** begin **
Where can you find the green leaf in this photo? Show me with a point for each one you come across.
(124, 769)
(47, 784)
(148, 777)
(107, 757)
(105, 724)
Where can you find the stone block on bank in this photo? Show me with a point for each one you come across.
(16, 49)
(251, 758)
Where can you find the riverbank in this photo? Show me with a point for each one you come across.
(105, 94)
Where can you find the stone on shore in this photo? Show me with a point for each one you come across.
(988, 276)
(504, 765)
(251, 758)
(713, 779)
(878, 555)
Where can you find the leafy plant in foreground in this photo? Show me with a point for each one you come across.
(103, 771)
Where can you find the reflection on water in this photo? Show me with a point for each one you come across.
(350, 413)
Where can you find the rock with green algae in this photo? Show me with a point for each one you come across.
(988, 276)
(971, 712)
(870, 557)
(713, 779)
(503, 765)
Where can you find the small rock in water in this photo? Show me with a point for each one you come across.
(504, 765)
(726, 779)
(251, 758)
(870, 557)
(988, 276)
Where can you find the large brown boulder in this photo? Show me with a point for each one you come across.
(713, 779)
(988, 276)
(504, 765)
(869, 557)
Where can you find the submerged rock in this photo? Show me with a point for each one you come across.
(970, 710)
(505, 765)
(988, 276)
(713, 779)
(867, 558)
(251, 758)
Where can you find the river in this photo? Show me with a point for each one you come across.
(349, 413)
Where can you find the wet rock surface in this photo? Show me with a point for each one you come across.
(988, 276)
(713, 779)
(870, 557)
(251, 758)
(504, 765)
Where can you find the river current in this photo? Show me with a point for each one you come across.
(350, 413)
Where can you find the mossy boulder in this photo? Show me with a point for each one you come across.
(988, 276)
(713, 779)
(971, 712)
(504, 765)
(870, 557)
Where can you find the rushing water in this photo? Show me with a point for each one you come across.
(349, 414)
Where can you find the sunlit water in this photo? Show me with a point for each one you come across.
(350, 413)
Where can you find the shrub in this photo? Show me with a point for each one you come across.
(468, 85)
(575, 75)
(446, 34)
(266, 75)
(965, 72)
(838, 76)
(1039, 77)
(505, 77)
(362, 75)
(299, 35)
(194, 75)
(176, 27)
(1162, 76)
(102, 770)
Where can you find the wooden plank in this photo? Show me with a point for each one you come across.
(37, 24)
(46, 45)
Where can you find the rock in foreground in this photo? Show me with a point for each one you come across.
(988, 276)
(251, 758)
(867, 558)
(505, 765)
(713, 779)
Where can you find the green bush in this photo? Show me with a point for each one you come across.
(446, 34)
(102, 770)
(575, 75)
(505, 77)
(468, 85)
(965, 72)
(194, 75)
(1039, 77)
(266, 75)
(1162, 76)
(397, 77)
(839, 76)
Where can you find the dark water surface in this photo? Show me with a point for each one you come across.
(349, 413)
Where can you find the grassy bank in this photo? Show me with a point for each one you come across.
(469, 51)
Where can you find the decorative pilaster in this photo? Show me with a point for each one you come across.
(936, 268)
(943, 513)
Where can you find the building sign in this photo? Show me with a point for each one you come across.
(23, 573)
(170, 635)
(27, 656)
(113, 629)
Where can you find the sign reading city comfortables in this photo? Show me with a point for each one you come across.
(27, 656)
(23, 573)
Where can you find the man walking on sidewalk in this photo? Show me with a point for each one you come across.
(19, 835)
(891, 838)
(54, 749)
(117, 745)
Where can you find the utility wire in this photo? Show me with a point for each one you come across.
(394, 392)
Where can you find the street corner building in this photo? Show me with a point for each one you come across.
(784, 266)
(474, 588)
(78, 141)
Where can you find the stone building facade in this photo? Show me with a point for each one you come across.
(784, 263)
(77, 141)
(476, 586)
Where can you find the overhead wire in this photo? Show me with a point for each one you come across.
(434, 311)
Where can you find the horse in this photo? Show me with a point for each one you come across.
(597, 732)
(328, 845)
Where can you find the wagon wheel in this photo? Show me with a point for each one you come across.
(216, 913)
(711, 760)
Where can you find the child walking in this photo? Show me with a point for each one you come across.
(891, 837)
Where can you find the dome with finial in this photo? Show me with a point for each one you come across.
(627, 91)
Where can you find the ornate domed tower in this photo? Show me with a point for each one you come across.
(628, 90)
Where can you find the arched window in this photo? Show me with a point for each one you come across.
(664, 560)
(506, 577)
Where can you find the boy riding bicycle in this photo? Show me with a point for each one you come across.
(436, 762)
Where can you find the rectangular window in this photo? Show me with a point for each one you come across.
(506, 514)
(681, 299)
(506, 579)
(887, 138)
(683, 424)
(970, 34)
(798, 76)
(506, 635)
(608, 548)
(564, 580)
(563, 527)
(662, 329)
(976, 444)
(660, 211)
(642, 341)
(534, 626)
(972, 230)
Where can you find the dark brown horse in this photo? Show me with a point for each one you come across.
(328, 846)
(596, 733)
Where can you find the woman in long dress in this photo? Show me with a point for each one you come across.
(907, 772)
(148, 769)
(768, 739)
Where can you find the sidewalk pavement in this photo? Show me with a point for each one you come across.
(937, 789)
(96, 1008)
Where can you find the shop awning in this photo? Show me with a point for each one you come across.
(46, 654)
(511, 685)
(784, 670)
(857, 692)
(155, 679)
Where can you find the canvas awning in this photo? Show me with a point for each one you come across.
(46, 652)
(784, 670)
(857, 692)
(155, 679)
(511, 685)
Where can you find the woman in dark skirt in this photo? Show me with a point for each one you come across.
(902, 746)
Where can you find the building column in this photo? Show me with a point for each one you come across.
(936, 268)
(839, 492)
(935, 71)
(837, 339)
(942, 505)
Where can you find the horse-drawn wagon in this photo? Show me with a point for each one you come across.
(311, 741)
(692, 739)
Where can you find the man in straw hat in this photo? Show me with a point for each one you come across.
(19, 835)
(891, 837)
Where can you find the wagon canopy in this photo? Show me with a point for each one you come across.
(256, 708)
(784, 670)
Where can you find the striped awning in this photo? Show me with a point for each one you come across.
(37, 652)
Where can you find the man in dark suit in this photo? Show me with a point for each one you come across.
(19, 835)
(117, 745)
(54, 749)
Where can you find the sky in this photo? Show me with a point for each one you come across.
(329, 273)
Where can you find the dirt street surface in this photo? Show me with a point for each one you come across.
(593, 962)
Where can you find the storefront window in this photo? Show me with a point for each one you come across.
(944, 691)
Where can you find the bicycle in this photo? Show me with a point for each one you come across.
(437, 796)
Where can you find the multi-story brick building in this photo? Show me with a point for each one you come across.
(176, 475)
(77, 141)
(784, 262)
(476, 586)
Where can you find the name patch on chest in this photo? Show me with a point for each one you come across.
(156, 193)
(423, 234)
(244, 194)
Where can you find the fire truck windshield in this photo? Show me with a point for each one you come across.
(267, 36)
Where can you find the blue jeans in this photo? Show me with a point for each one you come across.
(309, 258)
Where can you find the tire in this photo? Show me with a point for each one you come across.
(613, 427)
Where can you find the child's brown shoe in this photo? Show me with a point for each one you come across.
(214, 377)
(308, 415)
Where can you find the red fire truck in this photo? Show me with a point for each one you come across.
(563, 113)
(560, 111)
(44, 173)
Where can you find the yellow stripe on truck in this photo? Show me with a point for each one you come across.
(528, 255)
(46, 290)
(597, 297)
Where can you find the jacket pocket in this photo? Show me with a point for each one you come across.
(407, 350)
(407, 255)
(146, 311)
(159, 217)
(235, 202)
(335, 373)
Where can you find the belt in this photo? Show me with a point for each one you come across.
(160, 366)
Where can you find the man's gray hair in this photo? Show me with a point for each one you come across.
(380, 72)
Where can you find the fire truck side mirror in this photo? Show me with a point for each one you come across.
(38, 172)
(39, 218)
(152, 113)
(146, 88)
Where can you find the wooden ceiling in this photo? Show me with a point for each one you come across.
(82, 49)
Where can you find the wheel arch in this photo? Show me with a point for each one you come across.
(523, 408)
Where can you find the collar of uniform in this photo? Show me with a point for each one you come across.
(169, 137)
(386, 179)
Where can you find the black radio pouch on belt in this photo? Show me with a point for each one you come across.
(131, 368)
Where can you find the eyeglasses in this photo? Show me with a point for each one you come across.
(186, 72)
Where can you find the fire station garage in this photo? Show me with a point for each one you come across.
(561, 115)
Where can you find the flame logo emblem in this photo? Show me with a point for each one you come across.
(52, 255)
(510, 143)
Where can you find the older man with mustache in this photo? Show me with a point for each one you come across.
** end **
§ CHALLENGE: Render the items as a JSON list of strings with one string per line, starting at the line that contains "Where can you find the collar" and ending at the final line of the items. Omit any blank lines.

§ ANSWER TO THE PROBLEM:
[
  "Where can you find the collar of uniform in this photo? Show me with a point for each one you come across.",
  "(169, 137)",
  "(386, 179)",
  "Where can you find the black radio pouch on belt in this photo? Show me with a point for each one you come across.",
  "(131, 368)",
  "Where can you find the eyeglasses in this photo? Show me with a point for each one you come across.",
  "(186, 72)",
  "Where can you find the fire station garage in this photo? Show me with a point for each one you come across.",
  "(561, 115)",
  "Where can you find the flame logo emblem in this photo? Show me with a point for each one you come across.",
  "(52, 255)",
  "(510, 143)",
  "Where can you find the older man with mustache in this photo? Show me with a point for each one you come across."
]